>> BEGIN DATA EXTRACT
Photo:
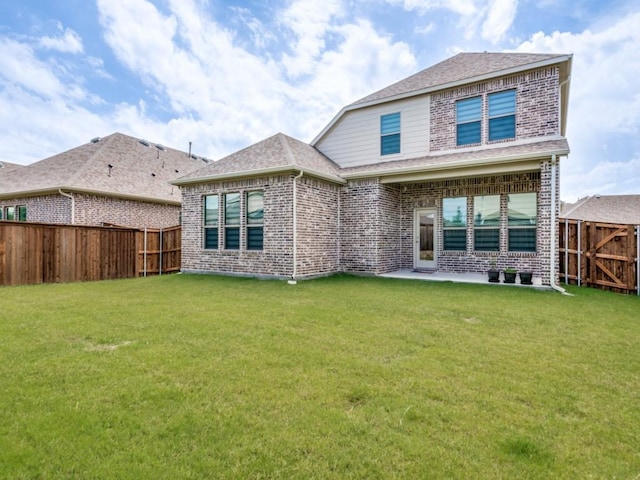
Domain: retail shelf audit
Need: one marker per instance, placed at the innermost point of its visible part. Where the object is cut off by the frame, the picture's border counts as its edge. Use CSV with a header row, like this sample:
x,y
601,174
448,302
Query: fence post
x,y
144,254
160,259
579,249
566,251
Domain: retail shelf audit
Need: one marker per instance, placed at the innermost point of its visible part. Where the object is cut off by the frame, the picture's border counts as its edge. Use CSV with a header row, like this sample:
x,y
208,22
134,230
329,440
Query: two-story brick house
x,y
448,170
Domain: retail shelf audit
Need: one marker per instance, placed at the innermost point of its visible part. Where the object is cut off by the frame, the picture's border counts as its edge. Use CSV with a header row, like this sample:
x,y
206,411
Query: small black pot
x,y
525,278
494,276
509,277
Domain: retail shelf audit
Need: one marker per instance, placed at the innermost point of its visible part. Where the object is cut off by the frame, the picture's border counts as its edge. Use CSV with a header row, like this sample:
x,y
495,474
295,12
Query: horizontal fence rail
x,y
600,255
33,253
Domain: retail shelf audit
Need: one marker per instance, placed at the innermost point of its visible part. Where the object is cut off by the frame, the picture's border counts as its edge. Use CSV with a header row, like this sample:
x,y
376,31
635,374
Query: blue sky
x,y
226,74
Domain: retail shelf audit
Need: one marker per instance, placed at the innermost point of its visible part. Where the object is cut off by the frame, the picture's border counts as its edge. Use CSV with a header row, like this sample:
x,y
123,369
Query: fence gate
x,y
600,255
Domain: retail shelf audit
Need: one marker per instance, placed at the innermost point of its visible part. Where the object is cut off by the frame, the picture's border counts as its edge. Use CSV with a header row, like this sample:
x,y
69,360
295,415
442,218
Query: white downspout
x,y
553,240
295,229
73,205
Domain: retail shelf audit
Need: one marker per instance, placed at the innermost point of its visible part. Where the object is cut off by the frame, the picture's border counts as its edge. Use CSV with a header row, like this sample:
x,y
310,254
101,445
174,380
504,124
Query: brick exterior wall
x,y
44,209
537,107
97,210
317,229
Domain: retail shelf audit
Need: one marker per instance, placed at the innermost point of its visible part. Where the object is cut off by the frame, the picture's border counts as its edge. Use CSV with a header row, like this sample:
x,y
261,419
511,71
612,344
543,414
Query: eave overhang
x,y
259,173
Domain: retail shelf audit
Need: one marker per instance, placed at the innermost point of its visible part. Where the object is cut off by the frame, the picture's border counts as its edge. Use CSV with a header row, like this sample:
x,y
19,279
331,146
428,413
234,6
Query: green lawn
x,y
210,377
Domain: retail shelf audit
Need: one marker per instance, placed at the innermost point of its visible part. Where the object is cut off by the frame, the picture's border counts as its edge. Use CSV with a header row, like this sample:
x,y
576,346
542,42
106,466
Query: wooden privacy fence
x,y
46,253
601,255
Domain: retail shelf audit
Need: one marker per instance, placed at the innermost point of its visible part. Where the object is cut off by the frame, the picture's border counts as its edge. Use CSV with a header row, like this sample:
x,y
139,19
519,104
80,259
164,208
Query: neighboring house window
x,y
232,221
502,115
486,223
211,218
522,208
255,216
390,134
454,222
22,213
468,121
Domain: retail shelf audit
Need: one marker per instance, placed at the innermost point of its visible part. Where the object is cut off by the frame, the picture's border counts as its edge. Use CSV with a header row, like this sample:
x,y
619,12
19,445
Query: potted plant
x,y
494,273
525,278
510,275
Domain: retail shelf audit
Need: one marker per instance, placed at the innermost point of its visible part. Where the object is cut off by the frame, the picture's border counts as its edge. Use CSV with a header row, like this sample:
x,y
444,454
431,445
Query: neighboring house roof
x,y
6,167
621,209
116,165
463,68
276,154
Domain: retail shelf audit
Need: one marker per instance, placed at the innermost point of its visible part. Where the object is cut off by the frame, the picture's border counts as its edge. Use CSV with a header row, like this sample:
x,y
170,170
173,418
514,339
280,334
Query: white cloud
x,y
69,42
500,16
604,113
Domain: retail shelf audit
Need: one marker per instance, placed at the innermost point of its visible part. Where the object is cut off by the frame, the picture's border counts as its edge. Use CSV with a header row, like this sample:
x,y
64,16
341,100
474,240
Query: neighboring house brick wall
x,y
44,209
97,210
537,107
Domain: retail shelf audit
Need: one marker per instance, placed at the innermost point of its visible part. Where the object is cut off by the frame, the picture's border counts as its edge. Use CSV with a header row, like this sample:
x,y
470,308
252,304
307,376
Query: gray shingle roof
x,y
459,68
277,153
136,171
622,209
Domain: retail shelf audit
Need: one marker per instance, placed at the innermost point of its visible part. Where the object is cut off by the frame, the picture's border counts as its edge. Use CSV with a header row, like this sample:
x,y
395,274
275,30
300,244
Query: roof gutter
x,y
260,172
435,88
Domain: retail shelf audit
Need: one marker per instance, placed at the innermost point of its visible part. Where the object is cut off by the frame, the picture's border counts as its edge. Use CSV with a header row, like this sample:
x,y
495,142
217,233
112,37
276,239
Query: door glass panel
x,y
426,236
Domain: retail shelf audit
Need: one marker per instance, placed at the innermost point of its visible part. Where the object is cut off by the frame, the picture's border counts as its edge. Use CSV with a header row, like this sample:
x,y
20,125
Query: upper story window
x,y
390,134
468,121
211,220
454,223
502,115
255,219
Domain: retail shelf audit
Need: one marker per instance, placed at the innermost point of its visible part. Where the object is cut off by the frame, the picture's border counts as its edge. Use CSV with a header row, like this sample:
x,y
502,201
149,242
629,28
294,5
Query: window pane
x,y
502,103
522,239
502,127
486,239
390,144
211,238
211,210
454,212
232,238
254,238
390,123
232,209
486,210
468,133
455,239
469,110
522,209
255,208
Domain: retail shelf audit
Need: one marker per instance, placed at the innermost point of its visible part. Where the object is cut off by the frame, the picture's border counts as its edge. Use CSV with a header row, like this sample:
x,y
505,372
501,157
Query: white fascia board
x,y
462,164
259,173
436,88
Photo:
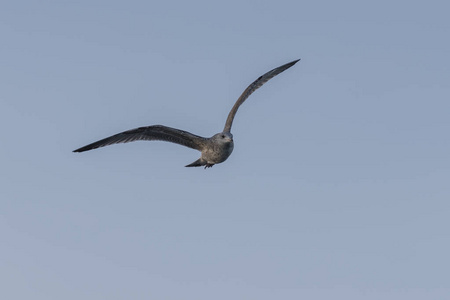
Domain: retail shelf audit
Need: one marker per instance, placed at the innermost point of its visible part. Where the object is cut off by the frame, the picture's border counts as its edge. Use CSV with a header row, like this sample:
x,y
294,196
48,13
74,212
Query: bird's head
x,y
223,137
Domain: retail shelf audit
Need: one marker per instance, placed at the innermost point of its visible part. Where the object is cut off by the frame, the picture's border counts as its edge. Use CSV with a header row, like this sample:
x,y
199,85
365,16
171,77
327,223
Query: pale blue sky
x,y
338,187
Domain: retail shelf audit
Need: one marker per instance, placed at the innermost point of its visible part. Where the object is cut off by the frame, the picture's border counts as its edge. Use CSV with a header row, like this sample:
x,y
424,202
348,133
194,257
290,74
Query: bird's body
x,y
214,150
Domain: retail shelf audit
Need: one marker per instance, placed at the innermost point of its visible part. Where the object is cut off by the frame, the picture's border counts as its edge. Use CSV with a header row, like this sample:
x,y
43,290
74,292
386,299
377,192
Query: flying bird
x,y
214,150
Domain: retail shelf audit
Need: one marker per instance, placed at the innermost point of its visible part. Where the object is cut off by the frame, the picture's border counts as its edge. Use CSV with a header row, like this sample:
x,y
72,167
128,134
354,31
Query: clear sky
x,y
338,186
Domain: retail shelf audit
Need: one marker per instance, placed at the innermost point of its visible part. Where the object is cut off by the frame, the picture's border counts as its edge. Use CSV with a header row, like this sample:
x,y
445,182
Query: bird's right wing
x,y
150,133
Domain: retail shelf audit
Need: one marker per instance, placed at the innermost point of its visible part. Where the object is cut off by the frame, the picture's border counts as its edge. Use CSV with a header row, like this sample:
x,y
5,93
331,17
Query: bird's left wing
x,y
253,87
150,133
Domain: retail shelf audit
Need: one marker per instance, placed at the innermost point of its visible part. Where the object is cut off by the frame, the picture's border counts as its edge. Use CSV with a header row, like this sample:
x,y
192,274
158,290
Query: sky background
x,y
338,186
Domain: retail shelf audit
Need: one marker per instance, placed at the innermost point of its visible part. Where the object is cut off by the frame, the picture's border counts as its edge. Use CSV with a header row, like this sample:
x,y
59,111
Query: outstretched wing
x,y
253,87
150,133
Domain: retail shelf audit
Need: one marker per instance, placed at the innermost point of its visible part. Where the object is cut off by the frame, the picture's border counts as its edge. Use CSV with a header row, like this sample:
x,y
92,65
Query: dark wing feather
x,y
150,133
253,87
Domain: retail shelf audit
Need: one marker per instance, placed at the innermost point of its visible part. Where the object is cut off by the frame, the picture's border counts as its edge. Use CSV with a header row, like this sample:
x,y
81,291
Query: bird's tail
x,y
198,163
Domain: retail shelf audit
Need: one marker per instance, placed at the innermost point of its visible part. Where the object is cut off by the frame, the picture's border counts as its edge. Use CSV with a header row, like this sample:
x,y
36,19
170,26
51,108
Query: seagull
x,y
214,150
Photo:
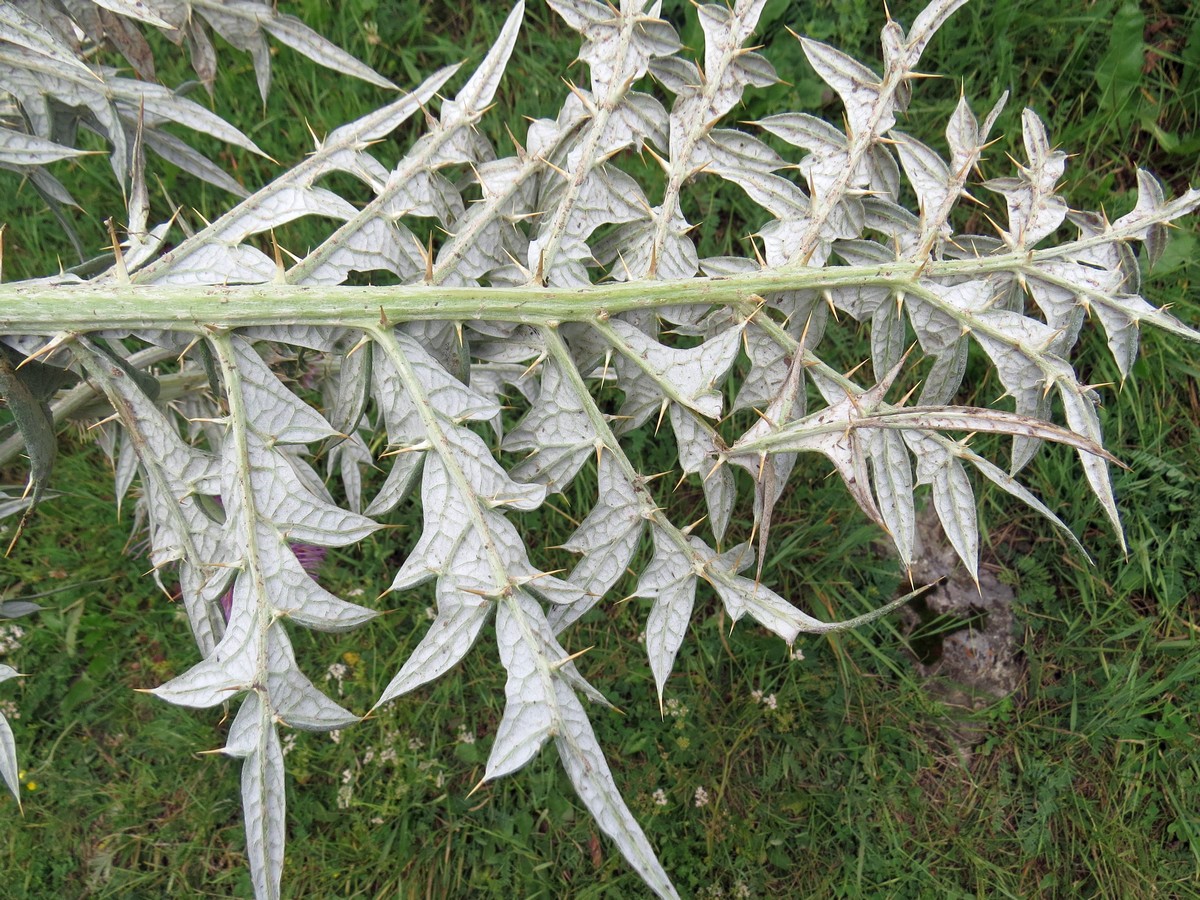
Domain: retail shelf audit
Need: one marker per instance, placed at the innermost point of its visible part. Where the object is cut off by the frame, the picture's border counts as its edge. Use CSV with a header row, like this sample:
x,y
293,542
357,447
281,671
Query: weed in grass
x,y
1083,786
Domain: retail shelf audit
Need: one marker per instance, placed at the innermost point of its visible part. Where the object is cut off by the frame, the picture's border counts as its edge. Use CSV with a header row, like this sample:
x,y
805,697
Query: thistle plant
x,y
527,310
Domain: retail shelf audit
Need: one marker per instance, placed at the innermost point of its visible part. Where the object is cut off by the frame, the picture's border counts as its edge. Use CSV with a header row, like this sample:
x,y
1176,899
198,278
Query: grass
x,y
841,778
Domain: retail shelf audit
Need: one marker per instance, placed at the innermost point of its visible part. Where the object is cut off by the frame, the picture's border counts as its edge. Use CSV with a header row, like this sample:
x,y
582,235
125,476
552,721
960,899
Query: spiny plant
x,y
520,318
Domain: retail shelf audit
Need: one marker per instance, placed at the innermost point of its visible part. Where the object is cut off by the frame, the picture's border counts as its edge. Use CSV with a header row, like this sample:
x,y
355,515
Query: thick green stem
x,y
40,309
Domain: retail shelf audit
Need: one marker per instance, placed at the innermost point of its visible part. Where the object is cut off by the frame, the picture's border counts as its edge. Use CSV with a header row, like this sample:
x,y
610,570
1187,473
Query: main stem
x,y
42,309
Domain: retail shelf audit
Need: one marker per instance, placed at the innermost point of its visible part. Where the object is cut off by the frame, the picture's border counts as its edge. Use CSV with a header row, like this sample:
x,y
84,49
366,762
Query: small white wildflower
x,y
675,708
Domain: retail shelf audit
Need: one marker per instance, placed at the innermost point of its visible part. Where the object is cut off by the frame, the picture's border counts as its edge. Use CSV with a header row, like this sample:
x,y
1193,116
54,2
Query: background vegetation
x,y
837,774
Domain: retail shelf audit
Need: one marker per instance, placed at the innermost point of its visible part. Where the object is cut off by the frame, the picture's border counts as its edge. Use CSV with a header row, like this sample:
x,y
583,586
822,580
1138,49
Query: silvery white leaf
x,y
21,149
556,431
607,538
856,84
671,582
653,375
304,40
953,497
639,33
461,616
532,696
892,478
7,744
699,448
589,774
252,737
280,415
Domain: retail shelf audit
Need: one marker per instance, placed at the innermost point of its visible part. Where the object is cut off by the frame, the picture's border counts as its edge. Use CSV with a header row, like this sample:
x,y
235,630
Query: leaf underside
x,y
480,417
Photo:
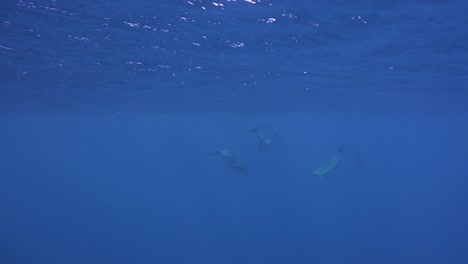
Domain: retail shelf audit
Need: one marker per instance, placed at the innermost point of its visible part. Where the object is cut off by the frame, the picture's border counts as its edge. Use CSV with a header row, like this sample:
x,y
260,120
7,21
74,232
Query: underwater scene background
x,y
231,131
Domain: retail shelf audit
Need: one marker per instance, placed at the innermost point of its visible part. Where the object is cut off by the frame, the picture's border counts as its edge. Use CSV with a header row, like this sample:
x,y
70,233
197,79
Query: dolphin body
x,y
264,138
330,164
233,162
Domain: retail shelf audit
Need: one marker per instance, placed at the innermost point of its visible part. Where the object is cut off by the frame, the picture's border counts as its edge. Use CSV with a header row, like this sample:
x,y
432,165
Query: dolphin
x,y
265,136
330,164
232,161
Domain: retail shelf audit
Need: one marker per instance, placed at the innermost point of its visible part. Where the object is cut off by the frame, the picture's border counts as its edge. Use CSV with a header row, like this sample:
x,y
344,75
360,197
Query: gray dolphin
x,y
232,161
330,164
266,134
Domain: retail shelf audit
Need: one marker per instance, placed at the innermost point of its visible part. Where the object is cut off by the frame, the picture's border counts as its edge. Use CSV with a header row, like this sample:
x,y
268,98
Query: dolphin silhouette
x,y
330,164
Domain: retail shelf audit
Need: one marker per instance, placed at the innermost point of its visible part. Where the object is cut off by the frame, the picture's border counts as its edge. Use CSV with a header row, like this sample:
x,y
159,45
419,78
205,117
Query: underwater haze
x,y
233,131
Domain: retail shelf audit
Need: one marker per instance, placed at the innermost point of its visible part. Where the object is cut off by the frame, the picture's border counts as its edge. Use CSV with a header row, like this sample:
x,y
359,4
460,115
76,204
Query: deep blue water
x,y
109,111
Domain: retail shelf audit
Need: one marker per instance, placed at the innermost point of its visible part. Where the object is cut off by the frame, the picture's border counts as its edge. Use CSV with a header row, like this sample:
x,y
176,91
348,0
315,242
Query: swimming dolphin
x,y
232,161
265,136
330,164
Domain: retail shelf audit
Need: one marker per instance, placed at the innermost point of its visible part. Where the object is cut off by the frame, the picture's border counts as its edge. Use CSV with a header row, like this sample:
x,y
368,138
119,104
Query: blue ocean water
x,y
127,131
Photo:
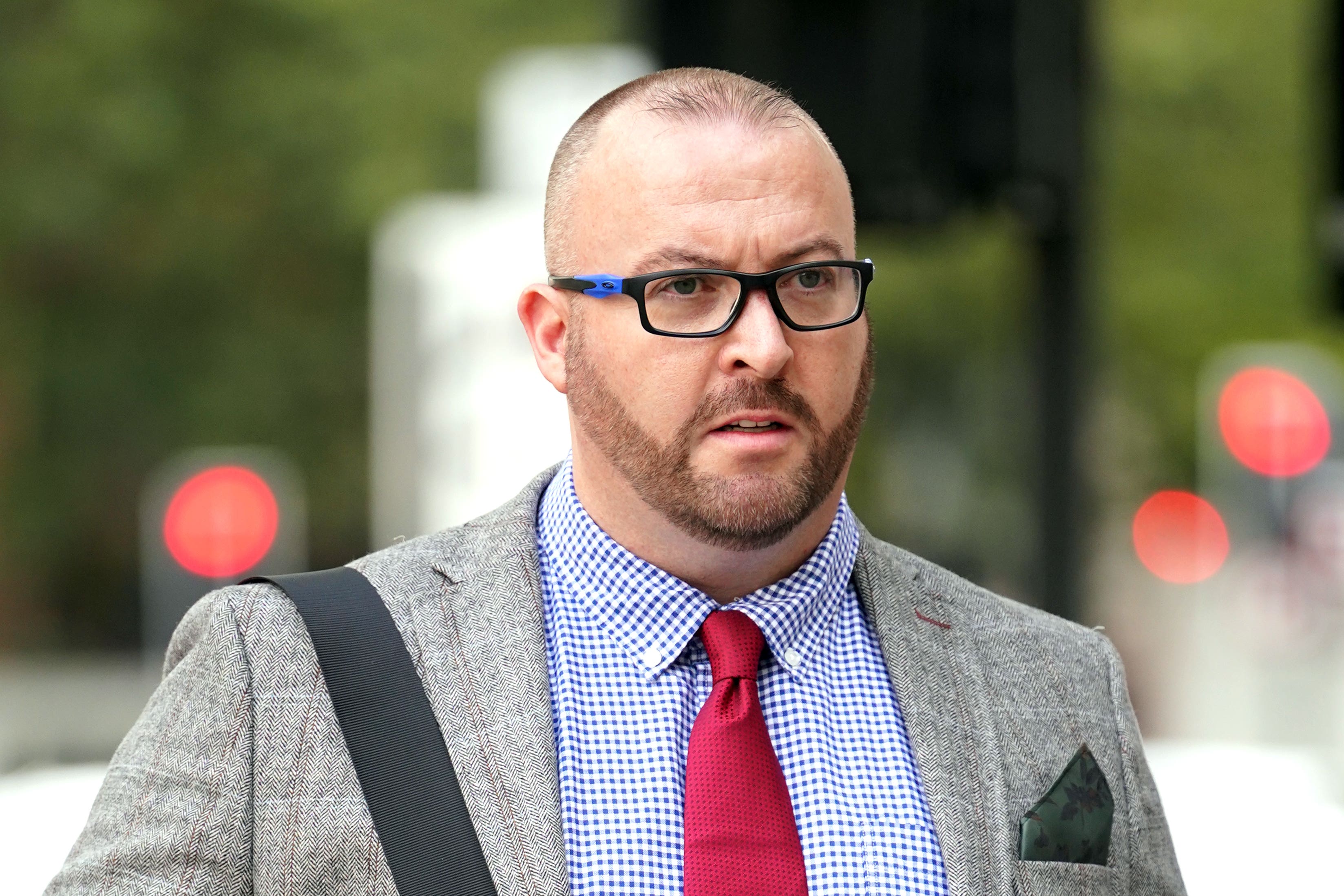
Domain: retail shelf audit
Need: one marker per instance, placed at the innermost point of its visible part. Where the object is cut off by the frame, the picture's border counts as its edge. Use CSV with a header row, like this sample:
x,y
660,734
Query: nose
x,y
756,340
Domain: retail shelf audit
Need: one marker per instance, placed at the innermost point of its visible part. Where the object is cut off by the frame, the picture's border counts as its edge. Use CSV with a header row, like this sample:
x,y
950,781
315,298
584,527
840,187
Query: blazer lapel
>> END DATA EXTRACT
__WHAT YOU HAVE TO DO__
Give only the number of lines in the items above that contain the word "underwater", matching case exactly.

__COMPLETE OUTPUT__
2